CHALLENGES:
A - From the chemistry MCQ text, repeat word for word the passage that begins at the words "a) Properties that" and stops after "is not true?".
B - According to the chemistry MCQ text, in what do isotopes differ by definition, making their masses different?

GIVEN TEXT:
First Chapter Solved Exercise MCQs Of FSc First Year Chemistry

First chapter solved MCQs with explanation

1: Isotopes differ in

a) Properties that depends upon mass

b) Arrangement of electrons in orbitals

c) Chemical properties

d) The extent to which they may be affected in the electromagnetic field

Explanation
a is the correct answer
Because by definition the isotopes differ in the number of neutrons and so their masses are different.
Hence The answer a is satisfied

2: Which of the following statements is not true?

a) Isotopes with even atomic masses are comparatively abundant

b) Isotopes with odd atomic masses are comparatively abundant

c) Isotopes with even atomic masses are comparatively abundant

d) Isotopes with even atomic masses and odd atomic numbers are comparatively abundant

Explanation
The correct answer is C
Because the isotopes with even atomic masses and even atomic numbers are comparatively abundant like ₈O¹⁶, ₁₂Mg²⁴, ₁₄Si²⁸, ₂₀Ca^40, and ₂₆Fe⁵⁶ and make 50% of the earth’s crust.

PROVIDED DATA:

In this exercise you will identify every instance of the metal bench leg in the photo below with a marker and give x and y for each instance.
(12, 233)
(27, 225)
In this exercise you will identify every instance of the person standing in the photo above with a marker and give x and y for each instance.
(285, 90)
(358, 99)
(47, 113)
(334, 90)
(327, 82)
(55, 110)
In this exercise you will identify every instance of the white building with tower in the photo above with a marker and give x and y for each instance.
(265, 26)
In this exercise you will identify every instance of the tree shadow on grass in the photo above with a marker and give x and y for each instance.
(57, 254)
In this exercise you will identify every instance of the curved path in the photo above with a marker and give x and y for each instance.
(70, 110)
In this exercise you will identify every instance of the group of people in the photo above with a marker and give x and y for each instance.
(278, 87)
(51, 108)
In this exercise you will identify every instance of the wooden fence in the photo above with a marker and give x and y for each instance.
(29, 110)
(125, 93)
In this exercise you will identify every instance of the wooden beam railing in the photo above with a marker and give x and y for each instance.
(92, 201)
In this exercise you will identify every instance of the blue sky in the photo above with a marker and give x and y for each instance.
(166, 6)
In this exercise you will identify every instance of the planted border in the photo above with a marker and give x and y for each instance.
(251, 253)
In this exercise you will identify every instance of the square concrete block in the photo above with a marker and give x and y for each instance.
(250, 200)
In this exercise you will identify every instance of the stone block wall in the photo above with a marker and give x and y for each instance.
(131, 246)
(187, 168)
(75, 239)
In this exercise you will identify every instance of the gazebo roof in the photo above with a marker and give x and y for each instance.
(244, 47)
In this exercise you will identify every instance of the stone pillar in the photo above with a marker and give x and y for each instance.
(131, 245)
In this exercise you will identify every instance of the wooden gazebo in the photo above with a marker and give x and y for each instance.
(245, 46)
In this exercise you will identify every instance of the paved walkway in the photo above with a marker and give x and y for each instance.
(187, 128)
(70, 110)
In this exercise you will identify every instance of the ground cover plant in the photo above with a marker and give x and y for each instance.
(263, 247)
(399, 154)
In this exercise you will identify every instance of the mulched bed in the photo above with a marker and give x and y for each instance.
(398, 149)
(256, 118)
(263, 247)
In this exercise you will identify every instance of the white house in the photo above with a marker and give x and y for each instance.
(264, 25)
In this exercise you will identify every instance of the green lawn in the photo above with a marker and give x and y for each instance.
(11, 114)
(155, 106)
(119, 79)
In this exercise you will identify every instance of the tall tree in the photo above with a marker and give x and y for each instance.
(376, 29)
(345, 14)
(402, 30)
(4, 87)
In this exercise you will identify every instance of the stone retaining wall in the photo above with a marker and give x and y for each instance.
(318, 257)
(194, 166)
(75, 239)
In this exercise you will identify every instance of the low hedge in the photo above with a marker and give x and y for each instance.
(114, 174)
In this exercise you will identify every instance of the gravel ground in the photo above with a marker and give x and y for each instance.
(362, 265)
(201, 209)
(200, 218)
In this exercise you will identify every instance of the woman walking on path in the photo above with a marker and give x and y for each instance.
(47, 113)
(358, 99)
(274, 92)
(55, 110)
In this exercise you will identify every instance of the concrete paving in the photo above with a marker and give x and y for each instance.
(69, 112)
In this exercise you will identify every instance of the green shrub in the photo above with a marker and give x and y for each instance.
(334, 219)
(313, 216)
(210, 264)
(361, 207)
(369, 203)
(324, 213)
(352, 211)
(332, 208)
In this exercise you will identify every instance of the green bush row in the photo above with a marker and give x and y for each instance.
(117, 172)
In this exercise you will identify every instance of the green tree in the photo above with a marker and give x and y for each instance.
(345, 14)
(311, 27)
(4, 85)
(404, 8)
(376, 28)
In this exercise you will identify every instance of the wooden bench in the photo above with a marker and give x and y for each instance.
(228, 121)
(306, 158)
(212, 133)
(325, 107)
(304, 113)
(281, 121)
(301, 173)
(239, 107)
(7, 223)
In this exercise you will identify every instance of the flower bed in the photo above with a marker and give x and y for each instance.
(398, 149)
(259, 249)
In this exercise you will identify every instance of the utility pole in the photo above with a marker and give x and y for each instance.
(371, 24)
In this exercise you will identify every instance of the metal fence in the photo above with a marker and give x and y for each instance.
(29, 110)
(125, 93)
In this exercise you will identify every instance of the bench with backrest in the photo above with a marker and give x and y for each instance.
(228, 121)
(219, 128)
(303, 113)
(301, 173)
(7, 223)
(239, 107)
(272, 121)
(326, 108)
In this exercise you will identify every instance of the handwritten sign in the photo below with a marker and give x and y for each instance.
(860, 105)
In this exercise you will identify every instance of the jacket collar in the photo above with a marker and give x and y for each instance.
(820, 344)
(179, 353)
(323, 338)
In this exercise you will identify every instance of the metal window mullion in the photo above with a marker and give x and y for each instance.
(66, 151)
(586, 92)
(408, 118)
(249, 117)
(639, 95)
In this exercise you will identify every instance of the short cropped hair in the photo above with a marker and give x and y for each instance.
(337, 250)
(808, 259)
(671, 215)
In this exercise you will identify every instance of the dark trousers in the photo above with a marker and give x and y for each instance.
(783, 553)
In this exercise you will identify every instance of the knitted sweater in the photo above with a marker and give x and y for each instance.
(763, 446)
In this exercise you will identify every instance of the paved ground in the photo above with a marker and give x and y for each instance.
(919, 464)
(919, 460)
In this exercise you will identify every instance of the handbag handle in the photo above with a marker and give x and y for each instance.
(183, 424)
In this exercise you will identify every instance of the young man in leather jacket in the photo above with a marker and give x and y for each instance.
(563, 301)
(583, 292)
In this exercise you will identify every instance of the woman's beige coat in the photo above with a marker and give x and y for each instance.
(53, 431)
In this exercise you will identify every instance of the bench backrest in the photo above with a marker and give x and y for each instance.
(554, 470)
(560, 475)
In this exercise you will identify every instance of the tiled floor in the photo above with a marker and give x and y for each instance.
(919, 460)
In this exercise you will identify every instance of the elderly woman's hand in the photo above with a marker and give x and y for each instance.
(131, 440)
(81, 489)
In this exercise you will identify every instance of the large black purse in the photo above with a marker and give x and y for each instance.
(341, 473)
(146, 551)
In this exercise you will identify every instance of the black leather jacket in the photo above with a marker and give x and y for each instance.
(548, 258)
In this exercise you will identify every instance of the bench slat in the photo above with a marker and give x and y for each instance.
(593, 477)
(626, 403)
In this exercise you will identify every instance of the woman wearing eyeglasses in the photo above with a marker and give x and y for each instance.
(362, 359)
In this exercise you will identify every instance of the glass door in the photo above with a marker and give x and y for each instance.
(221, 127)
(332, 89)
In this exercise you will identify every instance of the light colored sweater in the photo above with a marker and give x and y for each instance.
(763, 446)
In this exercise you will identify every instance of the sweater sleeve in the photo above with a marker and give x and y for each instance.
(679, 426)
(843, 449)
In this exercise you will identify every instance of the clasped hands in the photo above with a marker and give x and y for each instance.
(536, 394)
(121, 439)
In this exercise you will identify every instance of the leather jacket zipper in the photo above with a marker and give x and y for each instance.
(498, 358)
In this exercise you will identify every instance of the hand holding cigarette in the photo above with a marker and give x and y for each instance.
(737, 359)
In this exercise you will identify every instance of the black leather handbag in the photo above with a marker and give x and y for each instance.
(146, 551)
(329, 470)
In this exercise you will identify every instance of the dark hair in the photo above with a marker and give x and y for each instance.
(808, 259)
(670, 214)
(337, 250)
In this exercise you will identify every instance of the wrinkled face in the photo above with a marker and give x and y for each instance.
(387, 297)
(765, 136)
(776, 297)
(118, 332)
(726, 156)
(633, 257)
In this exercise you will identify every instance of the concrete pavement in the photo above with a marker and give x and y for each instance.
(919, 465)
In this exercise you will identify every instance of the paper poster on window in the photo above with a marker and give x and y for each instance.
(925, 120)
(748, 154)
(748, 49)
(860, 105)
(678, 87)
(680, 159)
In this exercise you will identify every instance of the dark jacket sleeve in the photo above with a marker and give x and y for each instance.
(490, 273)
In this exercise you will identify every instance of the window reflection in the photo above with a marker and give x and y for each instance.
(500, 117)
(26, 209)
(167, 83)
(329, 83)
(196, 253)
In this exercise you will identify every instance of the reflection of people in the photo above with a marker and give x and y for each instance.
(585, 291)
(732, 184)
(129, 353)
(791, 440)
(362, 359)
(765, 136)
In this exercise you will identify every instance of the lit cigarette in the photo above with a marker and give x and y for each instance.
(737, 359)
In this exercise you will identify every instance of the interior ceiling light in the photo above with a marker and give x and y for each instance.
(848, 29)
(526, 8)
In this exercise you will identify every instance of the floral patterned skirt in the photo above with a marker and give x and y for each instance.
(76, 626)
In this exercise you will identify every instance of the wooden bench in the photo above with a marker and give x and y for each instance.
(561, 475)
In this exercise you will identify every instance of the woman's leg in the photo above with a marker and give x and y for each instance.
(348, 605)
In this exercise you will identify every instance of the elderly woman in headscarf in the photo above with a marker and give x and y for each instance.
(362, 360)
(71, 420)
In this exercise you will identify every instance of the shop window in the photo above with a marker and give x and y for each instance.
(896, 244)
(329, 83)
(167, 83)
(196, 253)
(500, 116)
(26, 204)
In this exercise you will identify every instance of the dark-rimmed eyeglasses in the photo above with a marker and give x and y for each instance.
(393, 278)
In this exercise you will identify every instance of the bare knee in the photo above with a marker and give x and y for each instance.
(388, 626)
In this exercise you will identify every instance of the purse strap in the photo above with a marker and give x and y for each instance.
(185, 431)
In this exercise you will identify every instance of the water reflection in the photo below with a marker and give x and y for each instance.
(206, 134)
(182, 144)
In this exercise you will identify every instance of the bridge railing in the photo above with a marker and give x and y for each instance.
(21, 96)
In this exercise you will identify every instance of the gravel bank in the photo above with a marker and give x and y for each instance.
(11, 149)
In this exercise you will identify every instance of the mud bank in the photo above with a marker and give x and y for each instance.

TASK-BY-TASK RESULTS:
A -
a) Properties that depends upon mass

b) Arrangement of electrons in orbitals

c) Chemical properties

d) The extent to which they may be affected in the electromagnetic field

Explanation
a is the correct answer
Because by definition the isotopes differ in the number of neutrons and so their masses are different.
Hence The answer a is satisfied

2: Which of the following statements is not true?

B - By definition, isotopes differ in the number of neutrons.